RabbitMQ學習系列（六）: RabbitMQ 高可用集群－互聯網

前面講過一些RabbitMQ的安裝和用法，也說了說RabbitMQ在一般的業務場景下如何使用。不知道的可以看我前面的博客，http://www.cnblogs.com/zhangweizhong/category/855479.html

本來一直想寫一個介紹RabbitMQ高可用的集群的文章。不過，后來發現園子里，有個已經RabbitMQ大牛寫了，關于高可用集群的文章了。特別巧合的是，還是以前公司的同事。所以，這里就不啰嗦。直接引用過來吧。原文地址：http://www.cnblogs.com/flat_peach/archive/2013/04/07/3004008.html

RabbitMQ是用erlang開發的，集群非常方便，因為erlang天生就是一門分布式語言,但其本身并不支持負載均衡。

Rabbit模式大概分為以下三種：單一模式、普通模式、鏡像模式

單一模式：最簡單的情況，非集群模式。

沒什么好說的。

普通模式：默認的集群模式。

對于Queue來說，消息實體只存在于其中一個節點，A、B兩個節點僅有相同的元數據，即隊列結構。

• 練習題目:
• A. 根據這篇關於RabbitMQ集群的摘錄，逐條回答：
(i) RabbitMQ是用哪種語言開發的？
(ii) 普通模式是哪一種集群模式？
(iii) 在普通模式下，A、B兩個節點僅有哪些相同的內容？
• B. 列出這篇關於RabbitMQ集群的摘錄中提到的全部Rabbit模式。

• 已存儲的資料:
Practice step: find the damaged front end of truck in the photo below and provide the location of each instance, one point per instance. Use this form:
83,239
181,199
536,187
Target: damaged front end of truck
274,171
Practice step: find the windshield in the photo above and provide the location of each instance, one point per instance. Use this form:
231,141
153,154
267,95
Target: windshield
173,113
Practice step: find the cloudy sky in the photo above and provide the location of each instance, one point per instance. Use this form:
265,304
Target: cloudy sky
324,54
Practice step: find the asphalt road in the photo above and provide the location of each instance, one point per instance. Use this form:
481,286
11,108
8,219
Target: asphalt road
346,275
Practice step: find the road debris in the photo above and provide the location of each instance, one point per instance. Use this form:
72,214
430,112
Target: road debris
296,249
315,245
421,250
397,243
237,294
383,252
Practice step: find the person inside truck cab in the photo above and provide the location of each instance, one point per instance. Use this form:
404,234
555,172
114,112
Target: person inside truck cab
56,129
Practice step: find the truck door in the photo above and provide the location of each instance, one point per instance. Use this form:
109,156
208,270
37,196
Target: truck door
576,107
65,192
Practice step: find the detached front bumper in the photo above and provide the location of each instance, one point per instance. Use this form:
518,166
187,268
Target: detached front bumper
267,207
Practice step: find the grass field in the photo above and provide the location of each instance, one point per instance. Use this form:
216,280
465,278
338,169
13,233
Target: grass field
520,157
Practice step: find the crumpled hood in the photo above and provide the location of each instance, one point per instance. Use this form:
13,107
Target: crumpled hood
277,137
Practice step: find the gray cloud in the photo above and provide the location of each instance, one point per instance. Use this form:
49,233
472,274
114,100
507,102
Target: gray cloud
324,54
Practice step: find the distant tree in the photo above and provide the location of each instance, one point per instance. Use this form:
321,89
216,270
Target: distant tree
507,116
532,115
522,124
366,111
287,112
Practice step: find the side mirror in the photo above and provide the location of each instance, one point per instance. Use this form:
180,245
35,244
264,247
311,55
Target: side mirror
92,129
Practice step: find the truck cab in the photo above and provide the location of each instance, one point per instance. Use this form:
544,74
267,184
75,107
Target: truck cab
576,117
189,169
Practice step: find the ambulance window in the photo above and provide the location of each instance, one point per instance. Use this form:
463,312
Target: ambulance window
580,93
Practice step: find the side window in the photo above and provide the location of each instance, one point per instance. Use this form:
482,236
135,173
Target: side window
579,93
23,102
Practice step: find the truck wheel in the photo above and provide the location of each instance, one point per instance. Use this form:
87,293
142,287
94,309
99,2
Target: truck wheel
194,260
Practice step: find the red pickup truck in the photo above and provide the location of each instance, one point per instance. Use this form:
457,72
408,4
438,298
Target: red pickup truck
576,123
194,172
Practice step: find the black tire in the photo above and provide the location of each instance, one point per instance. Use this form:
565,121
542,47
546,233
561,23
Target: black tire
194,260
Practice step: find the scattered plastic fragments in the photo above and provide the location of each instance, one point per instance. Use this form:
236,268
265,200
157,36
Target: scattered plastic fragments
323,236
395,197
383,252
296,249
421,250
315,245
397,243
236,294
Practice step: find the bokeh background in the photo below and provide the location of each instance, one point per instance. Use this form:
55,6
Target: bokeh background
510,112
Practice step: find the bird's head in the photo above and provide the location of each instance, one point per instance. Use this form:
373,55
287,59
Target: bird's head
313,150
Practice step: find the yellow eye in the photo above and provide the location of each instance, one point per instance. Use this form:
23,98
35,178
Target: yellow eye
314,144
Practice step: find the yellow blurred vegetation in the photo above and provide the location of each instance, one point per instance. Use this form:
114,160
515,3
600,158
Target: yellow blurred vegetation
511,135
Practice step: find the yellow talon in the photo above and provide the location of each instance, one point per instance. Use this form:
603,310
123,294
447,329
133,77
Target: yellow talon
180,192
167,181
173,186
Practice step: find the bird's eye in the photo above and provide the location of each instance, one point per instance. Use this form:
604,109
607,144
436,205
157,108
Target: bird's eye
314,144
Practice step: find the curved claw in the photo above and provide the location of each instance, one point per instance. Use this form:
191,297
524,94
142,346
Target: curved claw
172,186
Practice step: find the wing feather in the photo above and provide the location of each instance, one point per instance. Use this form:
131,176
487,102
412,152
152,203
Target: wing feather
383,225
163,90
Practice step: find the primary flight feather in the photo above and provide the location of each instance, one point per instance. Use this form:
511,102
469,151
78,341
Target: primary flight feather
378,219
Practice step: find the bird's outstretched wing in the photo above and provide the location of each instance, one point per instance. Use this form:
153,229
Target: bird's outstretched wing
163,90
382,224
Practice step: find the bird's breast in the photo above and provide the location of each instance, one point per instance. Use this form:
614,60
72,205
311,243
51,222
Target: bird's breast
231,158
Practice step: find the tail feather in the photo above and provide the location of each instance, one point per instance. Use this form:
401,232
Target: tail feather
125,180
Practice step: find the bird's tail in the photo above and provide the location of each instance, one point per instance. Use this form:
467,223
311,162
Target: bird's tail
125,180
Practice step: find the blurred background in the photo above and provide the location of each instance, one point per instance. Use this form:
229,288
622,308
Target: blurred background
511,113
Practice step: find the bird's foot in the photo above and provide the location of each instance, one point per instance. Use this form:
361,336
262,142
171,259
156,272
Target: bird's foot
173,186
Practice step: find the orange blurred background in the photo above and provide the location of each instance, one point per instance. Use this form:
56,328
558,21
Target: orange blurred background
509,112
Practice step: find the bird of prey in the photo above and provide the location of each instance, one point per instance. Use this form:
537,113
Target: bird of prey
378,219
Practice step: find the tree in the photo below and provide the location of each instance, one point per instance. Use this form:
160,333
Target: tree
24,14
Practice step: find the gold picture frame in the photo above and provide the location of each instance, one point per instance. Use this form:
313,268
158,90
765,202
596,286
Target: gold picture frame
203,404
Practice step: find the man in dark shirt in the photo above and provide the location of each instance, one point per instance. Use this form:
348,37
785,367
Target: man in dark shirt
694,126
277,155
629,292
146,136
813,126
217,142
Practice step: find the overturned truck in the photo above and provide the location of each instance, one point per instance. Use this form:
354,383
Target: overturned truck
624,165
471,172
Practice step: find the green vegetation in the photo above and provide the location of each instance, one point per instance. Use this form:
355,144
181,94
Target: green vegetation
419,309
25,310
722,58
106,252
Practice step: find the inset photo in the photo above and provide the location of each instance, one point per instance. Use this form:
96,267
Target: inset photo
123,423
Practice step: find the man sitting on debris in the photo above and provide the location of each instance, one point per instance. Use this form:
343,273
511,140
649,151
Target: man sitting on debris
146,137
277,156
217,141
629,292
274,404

• 題目解答:
• A.
(i) erlang。
(ii) 默認的集群模式。
(iii) 相同的元數據，即隊列結構。

• B. 單一模式、普通模式、鏡像模式